Strengthening randomized evaluations through incorporating qualitative research, Part 1
Randomized evaluations allow researchers to measure the impact of programs and policies on a range of outcomes. Using this approach in North America, J-PAL researchers have recently examined a wide range of topics, including the effects of Medicaid on rates of health care utilization and the impact of a housing mobility program on the likelihood of families moving to lower-poverty neighborhoods.
But what mechanisms are driving the effects of these programs and policies? How did the context, design, and implementation of the program or policy influence the result? If replicated in a different context, will the program have the same effects? Is the study asking the right question?
Researchers can often collect quantitative data and design evaluations to shed light on these types of questions, but there’s always more to learn. Qualitative methods, such as direct observation, in-depth interviews, and focus groups, allow researchers to dive into these questions by examining participants’ beliefs, attitudes, experiences, and perspectives. Data gleaned from these methods can help researchers gain insight into potential mechanisms or barriers, generate new hypotheses and questions, and understand the stories behind the quantitative results.
For decades, social science scholars within anthropology, sociology, and psychology have employed qualitative methods. In recent years, many researchers within the traditionally quantitative field of economics have also incorporated qualitative methods into their studies and built teams with qualitative expertise to strengthen their research.
From our conversations with several researchers who've conducted and relied on qualitative research methods as part of J-PAL-supported randomized evaluations, we've summarized a few practical tips for those interested in integrating a qualitative approach into their studies:
- While developing your randomized evaluation, don't discount questions that can be best addressed through qualitative methods. These questions may challenge certain assumptions or shed light on mechanisms, contexts, or outcomes that quantitative methods may not fully capture. For example, researchers may want to gain insight into the experience of staff implementing a particular program to identify the challenges and barriers they faced, understand their perception of the program’s successes or shortcomings, and identify potential obstacles to longer-term implementation or scale-up. While this may be difficult to assess in a survey, focus groups and qualitative interviews could provide valuable insights.
- Account for qualitative research in study proposals and budgets. Qualitative research can require a high time commitment and can benefit from the support of specialized team members.
- Cultivate relationships with implementing partners. Forming a strong relationship with implementing partners is one key component to a successful and policy-relevant study and can help build a foundation for conducting qualitative research. Implementing organizations interact closely with study participants and often play instrumental roles in shaping the design and implementation of randomized evaluations. They are also well-placed to help researchers determine the best approaches to carrying out the qualitative parts of a study.

• What is being asked:
Why does the article above on qualitative research in randomized evaluations advise including qualitative work in study proposals and budgets? Answer in one to three sentences.

• Given entries:
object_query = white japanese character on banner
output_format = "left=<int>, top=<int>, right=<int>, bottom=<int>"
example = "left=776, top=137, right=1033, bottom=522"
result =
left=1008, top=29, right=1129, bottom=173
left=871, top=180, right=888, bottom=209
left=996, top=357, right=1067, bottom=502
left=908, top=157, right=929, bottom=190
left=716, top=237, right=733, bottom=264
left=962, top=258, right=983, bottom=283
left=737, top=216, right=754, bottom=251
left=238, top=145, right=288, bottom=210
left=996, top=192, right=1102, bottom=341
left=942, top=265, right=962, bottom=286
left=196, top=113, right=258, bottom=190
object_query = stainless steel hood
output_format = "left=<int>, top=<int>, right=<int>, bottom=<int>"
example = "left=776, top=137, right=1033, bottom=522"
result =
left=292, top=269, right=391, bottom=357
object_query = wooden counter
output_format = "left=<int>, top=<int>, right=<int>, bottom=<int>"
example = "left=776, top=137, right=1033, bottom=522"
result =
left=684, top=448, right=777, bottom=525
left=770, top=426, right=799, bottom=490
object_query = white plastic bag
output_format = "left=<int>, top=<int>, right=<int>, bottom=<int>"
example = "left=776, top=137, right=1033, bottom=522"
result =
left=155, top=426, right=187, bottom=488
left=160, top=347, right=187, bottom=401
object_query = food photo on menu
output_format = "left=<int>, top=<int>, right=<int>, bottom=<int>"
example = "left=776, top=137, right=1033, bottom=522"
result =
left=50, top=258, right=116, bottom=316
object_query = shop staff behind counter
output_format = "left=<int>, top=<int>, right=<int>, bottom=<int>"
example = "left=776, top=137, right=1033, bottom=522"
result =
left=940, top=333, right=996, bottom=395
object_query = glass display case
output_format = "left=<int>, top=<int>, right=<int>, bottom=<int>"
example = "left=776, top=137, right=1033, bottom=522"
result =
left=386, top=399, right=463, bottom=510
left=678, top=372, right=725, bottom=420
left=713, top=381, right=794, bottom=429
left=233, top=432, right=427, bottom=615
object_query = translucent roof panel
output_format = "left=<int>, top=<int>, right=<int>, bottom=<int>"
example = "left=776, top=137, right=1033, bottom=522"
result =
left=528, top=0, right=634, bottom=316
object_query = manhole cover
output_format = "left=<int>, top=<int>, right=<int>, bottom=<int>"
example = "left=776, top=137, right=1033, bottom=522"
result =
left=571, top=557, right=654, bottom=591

• Solution to this exercise:
Qualitative research can take a lot of time. It can also benefit from support by specialized team members.